THINGS TO DO:
• A. In the post about French women and their weight, return the passage starting with "The author, a" and going on through "of the lift.", copied word for word.
• B. Answer these questions from the post about French women and their weight:
(i) What was the title of the book the French woman wrote?
(ii) Which Paris arrondissement is that book's author from?
(iii) Where did the writer see the poster for the tights?

SOURCE DOCUMENT:
A couple of years back, an utterly irksome French woman wrote an equally irksome book called "French Women Don't Get Fat". Trading on a well-worn stereotype and playing to the collective fears of larger-boned women in other countries, the book tore its tedious way up best-seller lists all across the developed world.
The author, a cringeworthy old matron from Paris' rareified 16th arrondissement, maintained that French women remain svelte by eating small portions and taking the stairs instead of the lift.
In my book* (*denotes gratuitous, self-serving plug), I argue that the reason French women are generally so slim is because of the nervous energy they expend worrying who their husband is sleeping with** (**denotes gross generalisation about an entire nation's apparent lack of marital fidelity).
But the truth it seems, is altogether more pedestrian.
While wandering down my rue this morning, I noticed this poster in the window of my local pharmacie. It's an ad for a pair of tights that in my home country might euphemistically be referred to as "control tights". In the interests of calling a spade a spade, these tights are essentially a modern day girdle - an item of apparel whose sole purpose is to suck in a lady's tummy.
"Two sizes less, WITHOUT DIET (and) WITHOUT SPORT" declares the advertisement.
Non-French women of the world take note. You can stop beating yourself up over why you appear to packing a few more pounds than your average French counterpart. The fact is, you're not. You're just not cunning (or weight-obsessed) enough to hide them behind a pair of super-tight stockings.

EXTRACTED DATA:
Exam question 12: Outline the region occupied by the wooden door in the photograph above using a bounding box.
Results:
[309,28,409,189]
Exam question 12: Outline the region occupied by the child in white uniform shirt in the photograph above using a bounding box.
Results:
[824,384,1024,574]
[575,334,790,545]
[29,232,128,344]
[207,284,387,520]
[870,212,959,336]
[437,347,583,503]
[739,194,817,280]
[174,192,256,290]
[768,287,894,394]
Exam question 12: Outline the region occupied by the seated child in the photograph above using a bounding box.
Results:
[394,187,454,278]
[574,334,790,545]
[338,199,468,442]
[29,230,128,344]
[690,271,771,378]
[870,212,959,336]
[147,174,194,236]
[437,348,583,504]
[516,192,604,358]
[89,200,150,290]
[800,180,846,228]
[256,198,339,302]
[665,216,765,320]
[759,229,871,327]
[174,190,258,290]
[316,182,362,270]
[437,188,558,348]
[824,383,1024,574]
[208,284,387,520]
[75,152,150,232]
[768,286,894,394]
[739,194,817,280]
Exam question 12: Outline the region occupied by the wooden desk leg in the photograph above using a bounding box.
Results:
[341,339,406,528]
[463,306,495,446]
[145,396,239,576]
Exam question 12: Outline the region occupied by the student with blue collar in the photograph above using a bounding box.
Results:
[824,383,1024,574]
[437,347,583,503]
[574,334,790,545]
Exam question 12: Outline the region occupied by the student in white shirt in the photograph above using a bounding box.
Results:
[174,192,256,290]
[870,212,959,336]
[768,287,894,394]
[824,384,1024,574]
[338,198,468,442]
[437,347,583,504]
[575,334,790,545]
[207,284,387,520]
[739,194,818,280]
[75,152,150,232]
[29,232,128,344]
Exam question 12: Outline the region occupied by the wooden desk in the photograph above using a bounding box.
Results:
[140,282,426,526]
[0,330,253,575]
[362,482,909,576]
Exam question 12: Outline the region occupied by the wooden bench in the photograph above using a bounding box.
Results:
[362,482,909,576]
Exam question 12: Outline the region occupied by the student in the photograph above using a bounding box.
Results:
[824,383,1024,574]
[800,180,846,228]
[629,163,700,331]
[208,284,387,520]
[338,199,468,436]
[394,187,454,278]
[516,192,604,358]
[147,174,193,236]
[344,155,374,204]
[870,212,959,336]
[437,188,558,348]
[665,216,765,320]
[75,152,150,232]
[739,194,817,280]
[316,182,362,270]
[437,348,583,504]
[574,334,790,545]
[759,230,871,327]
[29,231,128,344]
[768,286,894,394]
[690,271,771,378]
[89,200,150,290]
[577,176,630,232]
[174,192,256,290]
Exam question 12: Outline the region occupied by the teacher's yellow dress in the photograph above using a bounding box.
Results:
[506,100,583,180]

SOLUTIONS BELOW:
• A.
The author, a cringeworthy old matron from Paris' rareified 16th arrondissement, maintained that French women remain svelte by eating small portions and taking the stairs instead of the lift.

• B.
(i) "French Women Don't Get Fat"
(ii) The 16th arrondissement
(iii) In the window of the writer's local pharmacie